[[ GIVEN PASSAGE open ]]
Our discussion of the role of attachment in the therapeutic interaction bears a resemblance to the literature on infant attachment and mother-infant interactions. In this literature, there is consensus that ruptures (or moments of affective mis-coordination) are pervasive in all caregiver-infant interactions, and that what is most vital for the infant’s developing sense of agency, mastery, and indeed, secure attachment, is a history of successful repair with the caregiver (see e.g., Beebe, & Lachmann, 2013; Tronick, 1989). In this paper, we adopt a similar view and claim that secure and insecure patients alike experience ruptures in their relationship with the therapist. While the rupture itself, its precipitant and the emotional climate in which it plays out may be idiosyncratic and arise out of the unique characteristics and interactions of a particular patient-therapist dyad, the capacity for repair that the patient brings to the interaction is not. According to the recent findings with the PACS, while secure attachment does not necessarily correspond with a problem-free therapeutic relationship, it does relate to an ability to openly express present experience and thus enable the successful repair of ruptures.

Some clinical implications of the analysis presented in this paper warrant further discussion. There seem to be two challenges in repairing a rupture in the therapeutic alliance. The first is patients’ initial reluctance to disclose their painful experience in the relationship, as signaled by withdrawal and confrontation rupture markers. A second challenge to repairing ruptures, in the case of insecure patients, is their habitual mode of communicating present experience. From our perspective, these are two separate aspects of resolving a rupture and it is likely that they require different strategies to be worked through.
[[ GIVEN PASSAGE closed ]]
▶ [TASKS TO COMPLETE]:
1. In the passage on therapeutic ruptures, what is the first challenge in repairing a rupture in the therapeutic alliance?
2. Translate this sentence from the passage on therapeutic ruptures into Spanish: "Some clinical implications of the analysis presented in this paper warrant further discussion."
3. Copy the passage on therapeutic ruptures word for word, beginning at the words "Some clinical implications" and stopping after "be worked through.".
[[ INFORMATION PROVIDED open ]]
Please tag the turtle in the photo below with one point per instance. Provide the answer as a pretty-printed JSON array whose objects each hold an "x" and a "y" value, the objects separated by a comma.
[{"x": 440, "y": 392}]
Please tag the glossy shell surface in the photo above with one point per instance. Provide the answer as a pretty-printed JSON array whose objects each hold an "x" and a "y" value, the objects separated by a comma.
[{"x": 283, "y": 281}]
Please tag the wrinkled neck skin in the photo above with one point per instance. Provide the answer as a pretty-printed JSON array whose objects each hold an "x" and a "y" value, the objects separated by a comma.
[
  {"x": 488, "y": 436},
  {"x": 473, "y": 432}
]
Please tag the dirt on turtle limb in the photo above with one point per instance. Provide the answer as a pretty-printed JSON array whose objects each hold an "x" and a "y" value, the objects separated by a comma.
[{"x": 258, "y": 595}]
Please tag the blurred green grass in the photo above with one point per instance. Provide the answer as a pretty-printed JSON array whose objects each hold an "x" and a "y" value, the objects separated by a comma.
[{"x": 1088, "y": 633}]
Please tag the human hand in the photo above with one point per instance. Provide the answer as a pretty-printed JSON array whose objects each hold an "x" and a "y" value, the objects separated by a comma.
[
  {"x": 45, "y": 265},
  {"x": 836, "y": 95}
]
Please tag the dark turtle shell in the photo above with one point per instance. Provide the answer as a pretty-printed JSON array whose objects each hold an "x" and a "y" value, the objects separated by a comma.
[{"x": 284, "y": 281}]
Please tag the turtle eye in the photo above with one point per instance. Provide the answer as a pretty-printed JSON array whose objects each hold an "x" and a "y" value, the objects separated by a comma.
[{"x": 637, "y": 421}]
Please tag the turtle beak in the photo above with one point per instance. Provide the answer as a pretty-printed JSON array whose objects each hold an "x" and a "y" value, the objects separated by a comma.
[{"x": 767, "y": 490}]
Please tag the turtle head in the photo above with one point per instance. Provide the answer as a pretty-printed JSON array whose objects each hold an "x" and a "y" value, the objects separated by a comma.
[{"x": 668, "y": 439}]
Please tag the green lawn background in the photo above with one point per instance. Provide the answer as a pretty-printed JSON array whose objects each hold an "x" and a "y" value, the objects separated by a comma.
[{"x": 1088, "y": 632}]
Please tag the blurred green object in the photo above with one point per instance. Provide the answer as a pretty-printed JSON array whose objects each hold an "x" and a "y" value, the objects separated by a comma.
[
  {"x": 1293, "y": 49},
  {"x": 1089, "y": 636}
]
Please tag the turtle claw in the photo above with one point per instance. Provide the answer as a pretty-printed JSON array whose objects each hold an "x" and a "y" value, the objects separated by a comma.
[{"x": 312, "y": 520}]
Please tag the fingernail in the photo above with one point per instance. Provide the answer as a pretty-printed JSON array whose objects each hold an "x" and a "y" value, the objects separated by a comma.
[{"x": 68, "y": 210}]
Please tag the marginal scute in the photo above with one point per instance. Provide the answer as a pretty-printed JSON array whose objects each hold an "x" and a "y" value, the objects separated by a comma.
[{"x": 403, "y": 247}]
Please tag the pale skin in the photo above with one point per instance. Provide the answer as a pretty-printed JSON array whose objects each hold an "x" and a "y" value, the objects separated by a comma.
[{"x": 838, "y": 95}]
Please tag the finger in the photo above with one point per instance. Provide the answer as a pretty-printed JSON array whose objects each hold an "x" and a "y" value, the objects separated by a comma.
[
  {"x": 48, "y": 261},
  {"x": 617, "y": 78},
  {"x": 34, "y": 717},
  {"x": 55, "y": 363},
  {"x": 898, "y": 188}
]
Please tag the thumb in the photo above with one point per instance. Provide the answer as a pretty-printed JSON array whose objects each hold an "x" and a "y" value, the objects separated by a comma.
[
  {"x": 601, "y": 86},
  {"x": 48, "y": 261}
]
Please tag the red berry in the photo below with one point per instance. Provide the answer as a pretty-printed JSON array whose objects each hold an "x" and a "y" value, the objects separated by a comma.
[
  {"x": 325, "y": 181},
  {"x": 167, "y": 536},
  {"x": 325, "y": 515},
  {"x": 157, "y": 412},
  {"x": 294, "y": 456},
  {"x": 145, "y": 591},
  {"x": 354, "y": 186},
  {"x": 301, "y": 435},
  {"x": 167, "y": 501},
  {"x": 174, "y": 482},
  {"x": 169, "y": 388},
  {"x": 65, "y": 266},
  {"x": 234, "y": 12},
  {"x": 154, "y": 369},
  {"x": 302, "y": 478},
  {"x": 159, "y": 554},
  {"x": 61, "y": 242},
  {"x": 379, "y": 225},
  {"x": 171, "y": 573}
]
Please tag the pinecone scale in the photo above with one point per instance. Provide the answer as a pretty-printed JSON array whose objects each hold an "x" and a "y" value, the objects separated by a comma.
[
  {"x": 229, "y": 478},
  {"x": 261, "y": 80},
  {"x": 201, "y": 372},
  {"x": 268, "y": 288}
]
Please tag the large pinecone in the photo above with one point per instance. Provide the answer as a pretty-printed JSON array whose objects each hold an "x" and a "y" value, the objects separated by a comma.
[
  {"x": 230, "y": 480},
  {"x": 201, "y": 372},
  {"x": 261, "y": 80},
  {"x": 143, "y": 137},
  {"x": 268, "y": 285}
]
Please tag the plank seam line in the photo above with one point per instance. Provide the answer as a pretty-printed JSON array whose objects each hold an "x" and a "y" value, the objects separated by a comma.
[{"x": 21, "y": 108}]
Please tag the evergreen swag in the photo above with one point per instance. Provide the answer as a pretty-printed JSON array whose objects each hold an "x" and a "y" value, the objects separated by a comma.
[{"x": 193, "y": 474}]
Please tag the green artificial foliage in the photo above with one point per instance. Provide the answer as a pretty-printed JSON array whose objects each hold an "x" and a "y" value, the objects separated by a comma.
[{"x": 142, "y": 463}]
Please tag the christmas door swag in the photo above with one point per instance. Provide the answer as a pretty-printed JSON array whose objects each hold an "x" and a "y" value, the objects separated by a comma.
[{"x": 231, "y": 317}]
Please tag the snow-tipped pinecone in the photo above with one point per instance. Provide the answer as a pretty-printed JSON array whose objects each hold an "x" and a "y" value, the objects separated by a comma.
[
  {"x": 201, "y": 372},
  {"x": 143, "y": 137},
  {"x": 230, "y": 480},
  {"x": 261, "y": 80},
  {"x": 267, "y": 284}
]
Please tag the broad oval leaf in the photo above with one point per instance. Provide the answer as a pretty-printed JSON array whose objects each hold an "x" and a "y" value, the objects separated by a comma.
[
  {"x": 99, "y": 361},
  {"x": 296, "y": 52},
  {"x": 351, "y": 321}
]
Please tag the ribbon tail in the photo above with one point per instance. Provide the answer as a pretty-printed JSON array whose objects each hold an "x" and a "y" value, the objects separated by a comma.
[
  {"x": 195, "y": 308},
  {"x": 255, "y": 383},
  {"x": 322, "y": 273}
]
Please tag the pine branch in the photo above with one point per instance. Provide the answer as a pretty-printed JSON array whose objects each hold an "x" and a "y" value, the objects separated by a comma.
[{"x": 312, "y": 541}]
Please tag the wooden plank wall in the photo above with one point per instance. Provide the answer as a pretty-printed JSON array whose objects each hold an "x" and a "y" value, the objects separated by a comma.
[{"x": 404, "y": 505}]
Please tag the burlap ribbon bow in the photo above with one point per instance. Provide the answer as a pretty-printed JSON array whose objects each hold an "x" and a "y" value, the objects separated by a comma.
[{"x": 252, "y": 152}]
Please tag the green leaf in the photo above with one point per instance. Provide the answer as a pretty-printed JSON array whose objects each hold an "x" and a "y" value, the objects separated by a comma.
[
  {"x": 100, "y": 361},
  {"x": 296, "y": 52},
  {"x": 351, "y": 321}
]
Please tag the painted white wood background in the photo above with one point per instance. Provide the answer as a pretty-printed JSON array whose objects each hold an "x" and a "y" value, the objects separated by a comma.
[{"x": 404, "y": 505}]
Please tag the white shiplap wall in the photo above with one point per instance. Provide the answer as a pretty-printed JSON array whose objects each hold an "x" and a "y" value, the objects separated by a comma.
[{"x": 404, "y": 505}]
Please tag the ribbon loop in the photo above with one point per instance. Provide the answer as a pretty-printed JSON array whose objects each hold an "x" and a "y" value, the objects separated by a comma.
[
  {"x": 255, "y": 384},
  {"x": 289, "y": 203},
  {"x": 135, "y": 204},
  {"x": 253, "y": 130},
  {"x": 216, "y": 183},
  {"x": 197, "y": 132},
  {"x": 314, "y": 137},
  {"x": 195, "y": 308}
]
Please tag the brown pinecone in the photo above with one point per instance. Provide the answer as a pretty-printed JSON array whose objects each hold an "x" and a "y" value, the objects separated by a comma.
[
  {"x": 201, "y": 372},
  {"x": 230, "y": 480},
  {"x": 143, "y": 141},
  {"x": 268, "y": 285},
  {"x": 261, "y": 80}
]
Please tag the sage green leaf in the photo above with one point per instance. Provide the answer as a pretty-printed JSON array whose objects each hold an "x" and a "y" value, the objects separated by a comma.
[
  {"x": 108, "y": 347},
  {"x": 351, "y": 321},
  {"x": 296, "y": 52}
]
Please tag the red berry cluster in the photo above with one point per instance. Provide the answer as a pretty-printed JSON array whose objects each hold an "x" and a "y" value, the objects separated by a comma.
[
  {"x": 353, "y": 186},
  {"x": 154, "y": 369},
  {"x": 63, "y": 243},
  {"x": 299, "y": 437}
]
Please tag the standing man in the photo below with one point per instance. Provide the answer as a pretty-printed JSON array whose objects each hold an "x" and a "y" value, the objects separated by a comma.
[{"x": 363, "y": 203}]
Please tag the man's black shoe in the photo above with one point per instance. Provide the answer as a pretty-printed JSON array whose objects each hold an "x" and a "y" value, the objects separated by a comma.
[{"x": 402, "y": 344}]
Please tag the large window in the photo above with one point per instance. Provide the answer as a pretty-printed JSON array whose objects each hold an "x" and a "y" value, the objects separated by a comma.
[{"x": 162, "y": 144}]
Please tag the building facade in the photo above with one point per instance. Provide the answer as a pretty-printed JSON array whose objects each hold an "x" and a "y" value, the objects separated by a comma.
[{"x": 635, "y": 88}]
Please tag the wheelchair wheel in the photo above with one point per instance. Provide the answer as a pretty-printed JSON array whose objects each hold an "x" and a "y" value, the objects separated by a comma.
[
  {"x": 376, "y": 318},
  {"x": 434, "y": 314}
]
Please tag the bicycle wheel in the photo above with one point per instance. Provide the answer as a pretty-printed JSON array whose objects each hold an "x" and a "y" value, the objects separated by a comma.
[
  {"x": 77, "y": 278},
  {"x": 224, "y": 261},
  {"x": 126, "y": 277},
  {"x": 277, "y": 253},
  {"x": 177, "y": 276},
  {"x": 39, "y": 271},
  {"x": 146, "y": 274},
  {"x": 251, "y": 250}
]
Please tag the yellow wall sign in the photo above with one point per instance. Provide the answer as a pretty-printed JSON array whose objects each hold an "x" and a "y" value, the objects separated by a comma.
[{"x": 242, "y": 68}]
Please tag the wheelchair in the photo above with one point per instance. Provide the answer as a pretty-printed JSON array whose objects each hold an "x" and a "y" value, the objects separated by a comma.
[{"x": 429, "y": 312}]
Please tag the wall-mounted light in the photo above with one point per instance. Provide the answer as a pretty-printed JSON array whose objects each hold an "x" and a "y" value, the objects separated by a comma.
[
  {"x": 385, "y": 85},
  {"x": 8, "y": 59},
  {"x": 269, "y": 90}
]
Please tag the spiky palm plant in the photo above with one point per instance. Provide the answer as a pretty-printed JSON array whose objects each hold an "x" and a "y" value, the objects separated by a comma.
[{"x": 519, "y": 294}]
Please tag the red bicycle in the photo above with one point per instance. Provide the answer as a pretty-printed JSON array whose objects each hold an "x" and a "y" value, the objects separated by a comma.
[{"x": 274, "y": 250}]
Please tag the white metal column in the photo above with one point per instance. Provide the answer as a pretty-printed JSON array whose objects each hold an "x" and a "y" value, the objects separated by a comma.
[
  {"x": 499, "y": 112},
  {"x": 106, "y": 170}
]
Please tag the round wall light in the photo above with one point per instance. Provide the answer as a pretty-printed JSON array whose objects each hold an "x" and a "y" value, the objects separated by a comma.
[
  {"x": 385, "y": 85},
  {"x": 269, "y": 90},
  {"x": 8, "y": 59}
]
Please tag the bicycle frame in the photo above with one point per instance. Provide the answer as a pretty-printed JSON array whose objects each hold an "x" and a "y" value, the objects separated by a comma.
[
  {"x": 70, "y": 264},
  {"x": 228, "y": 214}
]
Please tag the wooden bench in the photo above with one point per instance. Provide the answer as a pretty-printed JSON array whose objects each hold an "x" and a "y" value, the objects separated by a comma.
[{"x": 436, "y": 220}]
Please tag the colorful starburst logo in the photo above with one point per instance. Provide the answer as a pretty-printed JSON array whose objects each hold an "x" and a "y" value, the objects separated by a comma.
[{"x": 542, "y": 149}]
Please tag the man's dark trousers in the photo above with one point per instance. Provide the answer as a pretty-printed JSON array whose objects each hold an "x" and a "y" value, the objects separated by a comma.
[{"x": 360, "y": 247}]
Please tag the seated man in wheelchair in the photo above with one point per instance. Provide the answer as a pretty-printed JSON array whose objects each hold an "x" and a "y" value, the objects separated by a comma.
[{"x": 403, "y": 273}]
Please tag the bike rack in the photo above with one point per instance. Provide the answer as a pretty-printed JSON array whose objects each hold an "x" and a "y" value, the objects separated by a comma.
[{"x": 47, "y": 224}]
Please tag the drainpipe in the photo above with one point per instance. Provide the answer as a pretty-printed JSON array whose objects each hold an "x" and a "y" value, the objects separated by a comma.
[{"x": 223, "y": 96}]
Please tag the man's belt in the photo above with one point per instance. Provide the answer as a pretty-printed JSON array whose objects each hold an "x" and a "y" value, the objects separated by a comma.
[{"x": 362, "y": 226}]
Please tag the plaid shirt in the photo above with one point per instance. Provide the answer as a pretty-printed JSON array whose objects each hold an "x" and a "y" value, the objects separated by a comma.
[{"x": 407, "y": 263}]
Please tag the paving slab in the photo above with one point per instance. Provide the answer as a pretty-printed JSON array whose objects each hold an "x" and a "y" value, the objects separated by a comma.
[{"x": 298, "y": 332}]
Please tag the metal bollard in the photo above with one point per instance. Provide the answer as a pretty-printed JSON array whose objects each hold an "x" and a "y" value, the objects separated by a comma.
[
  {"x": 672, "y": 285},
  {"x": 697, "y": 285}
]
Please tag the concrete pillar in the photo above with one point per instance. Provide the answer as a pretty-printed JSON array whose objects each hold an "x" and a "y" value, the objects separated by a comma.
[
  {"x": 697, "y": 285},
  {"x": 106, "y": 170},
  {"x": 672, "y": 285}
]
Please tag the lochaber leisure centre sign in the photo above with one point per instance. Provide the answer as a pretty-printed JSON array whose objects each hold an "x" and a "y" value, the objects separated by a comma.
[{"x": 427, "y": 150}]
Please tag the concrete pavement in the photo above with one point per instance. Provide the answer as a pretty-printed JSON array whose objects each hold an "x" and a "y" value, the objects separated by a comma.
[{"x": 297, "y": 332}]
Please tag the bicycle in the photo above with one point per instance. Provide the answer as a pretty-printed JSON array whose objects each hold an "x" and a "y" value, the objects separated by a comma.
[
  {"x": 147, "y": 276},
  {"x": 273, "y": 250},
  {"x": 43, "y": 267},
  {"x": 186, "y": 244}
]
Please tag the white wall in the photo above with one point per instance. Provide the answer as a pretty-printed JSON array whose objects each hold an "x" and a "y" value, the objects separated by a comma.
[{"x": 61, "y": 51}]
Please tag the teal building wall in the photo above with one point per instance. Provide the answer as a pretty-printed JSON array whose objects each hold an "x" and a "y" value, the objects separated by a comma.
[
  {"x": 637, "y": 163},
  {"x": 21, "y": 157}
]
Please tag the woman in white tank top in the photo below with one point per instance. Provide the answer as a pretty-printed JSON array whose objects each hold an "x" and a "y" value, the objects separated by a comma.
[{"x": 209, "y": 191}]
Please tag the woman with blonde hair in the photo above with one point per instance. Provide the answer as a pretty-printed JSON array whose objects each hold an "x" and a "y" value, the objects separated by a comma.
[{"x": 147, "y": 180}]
[[ INFORMATION PROVIDED closed ]]
▶ [RESPONSES FOR EACH TASK]:
1. Patients' initial reluctance to disclose their painful experience in the relationship.

2. Algunas implicaciones clínicas del análisis presentado en este artículo merecen una discusión más detallada.

3.
Some clinical implications of the analysis presented in this paper warrant further discussion. There seem to be two challenges in repairing a rupture in the therapeutic alliance. The first is patients’ initial reluctance to disclose their painful experience in the relationship, as signaled by withdrawal and confrontation rupture markers. A second challenge to repairing ruptures, in the case of insecure patients, is their habitual mode of communicating present experience. From our perspective, these are two separate aspects of resolving a rupture and it is likely that they require different strategies to be worked through.